• Recorded information:

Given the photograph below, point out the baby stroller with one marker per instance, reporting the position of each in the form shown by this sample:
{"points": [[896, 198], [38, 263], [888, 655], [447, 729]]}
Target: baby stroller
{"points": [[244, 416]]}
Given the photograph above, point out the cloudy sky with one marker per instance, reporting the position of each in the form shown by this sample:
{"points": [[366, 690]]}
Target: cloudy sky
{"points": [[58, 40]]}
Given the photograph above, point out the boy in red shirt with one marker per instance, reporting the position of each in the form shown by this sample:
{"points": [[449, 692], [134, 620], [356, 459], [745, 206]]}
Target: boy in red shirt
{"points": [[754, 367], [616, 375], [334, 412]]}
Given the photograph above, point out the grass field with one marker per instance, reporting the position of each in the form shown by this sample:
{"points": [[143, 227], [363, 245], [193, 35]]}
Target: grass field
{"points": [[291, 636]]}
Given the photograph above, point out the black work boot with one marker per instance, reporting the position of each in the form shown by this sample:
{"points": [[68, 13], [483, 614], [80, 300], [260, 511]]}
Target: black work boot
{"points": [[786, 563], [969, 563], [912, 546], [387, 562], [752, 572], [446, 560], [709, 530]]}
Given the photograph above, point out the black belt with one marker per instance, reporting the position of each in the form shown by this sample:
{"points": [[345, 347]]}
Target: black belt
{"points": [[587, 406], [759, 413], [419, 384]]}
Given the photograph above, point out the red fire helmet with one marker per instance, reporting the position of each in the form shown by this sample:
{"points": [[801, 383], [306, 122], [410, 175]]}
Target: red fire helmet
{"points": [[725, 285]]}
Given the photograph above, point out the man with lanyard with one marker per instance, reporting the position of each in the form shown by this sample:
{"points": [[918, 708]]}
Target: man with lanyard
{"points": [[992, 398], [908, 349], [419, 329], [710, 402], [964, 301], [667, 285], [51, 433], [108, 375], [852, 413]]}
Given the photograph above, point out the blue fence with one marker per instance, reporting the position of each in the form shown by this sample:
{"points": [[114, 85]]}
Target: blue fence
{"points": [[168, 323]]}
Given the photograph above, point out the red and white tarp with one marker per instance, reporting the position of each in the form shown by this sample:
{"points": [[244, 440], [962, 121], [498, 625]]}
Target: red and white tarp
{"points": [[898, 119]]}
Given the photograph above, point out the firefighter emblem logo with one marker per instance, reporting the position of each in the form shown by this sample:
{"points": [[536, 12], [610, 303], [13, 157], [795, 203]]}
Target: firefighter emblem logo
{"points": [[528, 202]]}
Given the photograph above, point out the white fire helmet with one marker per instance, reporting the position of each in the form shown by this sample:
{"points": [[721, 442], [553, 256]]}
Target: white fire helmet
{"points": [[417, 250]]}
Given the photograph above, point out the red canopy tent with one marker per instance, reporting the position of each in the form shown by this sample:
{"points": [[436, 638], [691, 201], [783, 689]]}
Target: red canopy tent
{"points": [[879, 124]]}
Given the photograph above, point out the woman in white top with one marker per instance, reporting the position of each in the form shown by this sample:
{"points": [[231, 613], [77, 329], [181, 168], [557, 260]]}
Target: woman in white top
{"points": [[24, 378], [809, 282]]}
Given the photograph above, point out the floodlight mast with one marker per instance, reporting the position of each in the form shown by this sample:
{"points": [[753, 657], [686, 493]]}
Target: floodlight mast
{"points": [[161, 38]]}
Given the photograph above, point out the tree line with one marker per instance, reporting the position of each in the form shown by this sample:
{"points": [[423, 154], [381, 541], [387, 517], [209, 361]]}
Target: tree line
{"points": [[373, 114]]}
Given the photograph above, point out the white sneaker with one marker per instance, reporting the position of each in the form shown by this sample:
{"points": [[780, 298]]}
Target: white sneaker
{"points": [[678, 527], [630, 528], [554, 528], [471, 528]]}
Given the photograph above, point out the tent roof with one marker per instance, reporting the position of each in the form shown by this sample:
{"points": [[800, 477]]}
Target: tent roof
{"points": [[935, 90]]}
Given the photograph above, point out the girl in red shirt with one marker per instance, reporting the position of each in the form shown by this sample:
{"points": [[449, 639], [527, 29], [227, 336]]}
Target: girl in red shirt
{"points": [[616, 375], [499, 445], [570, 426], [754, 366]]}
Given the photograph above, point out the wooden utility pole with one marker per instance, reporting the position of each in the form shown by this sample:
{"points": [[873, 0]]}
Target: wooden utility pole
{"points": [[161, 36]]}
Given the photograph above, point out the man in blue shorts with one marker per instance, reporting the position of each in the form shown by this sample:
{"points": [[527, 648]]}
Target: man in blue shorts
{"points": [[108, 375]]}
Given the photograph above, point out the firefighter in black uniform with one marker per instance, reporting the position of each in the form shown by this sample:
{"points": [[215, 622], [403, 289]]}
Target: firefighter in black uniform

• Work request: Return every line of the listing, word for word.

• Completed task:
Given the photograph below, point out the baby stroller with one marker per instance, reporting the position of each in the form shown by this sample:
{"points": [[896, 198], [38, 263], [888, 655], [447, 729]]}
Target: baby stroller
{"points": [[244, 416]]}
Given the photograph above, point out the cloudy sky with one marker per instance, reporting the position of each in the form shown by this sample:
{"points": [[366, 690]]}
Target: cloudy sky
{"points": [[58, 40]]}
Given the photograph above, point out the boy in red shirt with one marker per instance, reporting the position of each in the form shown by this sample:
{"points": [[449, 692], [134, 620], [356, 459], [745, 206]]}
Target: boy in red shirt
{"points": [[754, 367], [616, 375], [334, 412]]}
Given the photograph above, point out the grass field with one marker per instance, reporting the position of each in the form shown by this sample:
{"points": [[143, 227], [363, 245], [193, 35]]}
Target: grass field
{"points": [[291, 636]]}
Given the photograph above, point out the black work boot with one marker per instance, reporting the position of each in the form shown by this sample:
{"points": [[68, 13], [483, 614], [80, 300], [260, 511]]}
Target: black work boot
{"points": [[786, 563], [969, 563], [912, 546], [387, 562], [752, 572], [446, 560], [709, 530]]}
Given the photograph above, point out the black belt with one marker per instance, reporting the position of each in the form shown by this sample:
{"points": [[345, 347]]}
Target: black belt
{"points": [[587, 406], [759, 413], [419, 384]]}
Given the photograph above, point out the red fire helmet with one marker per instance, reporting the position of each in the form shown by this sample:
{"points": [[801, 383], [306, 122], [410, 175]]}
Target: red fire helmet
{"points": [[725, 285]]}
Given the photograph above, point out the man with lanyard with one marker per instance, reporting the position of each in the form shown by this sample:
{"points": [[918, 708]]}
Target: man with lanyard
{"points": [[992, 398], [908, 349], [419, 329], [710, 402], [964, 301], [667, 285], [51, 433], [108, 375], [852, 413]]}
Given the photograph above, point out the blue fence with one marker per instance, reporting the position of each in the form shown by this sample:
{"points": [[114, 85]]}
Target: blue fence
{"points": [[168, 323]]}
Given the photograph above, point out the red and white tarp with one marker per instance, reporting the position of each in the form shown by this sample:
{"points": [[244, 440], [962, 121], [498, 625]]}
Target: red and white tarp
{"points": [[898, 119]]}
Given the photograph above, point out the firefighter emblem logo with one marker per instance, reporting the position of each in the form shown by this sample:
{"points": [[536, 12], [610, 303], [13, 157], [795, 203]]}
Target: firefighter emblem logo
{"points": [[528, 202]]}
Given the photograph above, point out the white fire helmet with one marker per instance, reporting the position of each in the form shown by this sample:
{"points": [[721, 442], [553, 256]]}
Target: white fire helmet
{"points": [[417, 250]]}
Given the photograph above, point out the red canopy tent with one marker per instance, reporting the position of each in the form shown by this sample:
{"points": [[436, 638], [691, 201], [783, 689]]}
Target: red canopy tent
{"points": [[879, 124]]}
Given the photograph above, point out the woman in white top with one marker per instance, reporting the position of each in the form shown by this sample:
{"points": [[231, 613], [77, 329], [181, 168], [557, 260]]}
Target: woman in white top
{"points": [[24, 378], [809, 282]]}
Given the photograph above, point out the floodlight mast with one marker per instance, reporting the position of each in the form shown by this sample:
{"points": [[753, 657], [686, 493]]}
Target: floodlight mast
{"points": [[161, 38]]}
Given the photograph above, point out the tree line with one marker per instance, reporting the position of each in the form shown by this sample:
{"points": [[423, 154], [381, 541], [387, 517], [209, 361]]}
Target: tree line
{"points": [[373, 114]]}
Given the photograph above, point out the white sneaker with one marker per instance, reporting the position of each in the form shown by this sample:
{"points": [[780, 298]]}
Target: white sneaker
{"points": [[678, 527], [630, 528], [554, 528], [471, 528]]}
Given the photograph above, point out the tent roof with one marker per instance, reporting the position of each in the form shown by this sample:
{"points": [[800, 477]]}
Target: tent roof
{"points": [[935, 90]]}
Given the photograph above, point out the girl in red shirt with one marker per instance, reporting the position of each in the form shown by this sample:
{"points": [[449, 639], [527, 29], [227, 336]]}
Target: girl in red shirt
{"points": [[616, 375], [499, 445], [570, 426], [754, 366]]}
Given the photograph above, point out the wooden utility pole with one marker per instance, reporting the position of each in the form shown by this sample:
{"points": [[873, 0]]}
Target: wooden utility pole
{"points": [[161, 36]]}
Given the photograph above, point out the man in blue shorts with one marker per instance, reporting the position of each in the form shown by this sample:
{"points": [[527, 648]]}
Target: man in blue shorts
{"points": [[108, 375]]}
Given the photograph above, point out the firefighter in black uniform with one marker per instance, reporting the position of each in the form shown by this sample:
{"points": [[215, 622], [403, 289]]}
Target: firefighter in black uniform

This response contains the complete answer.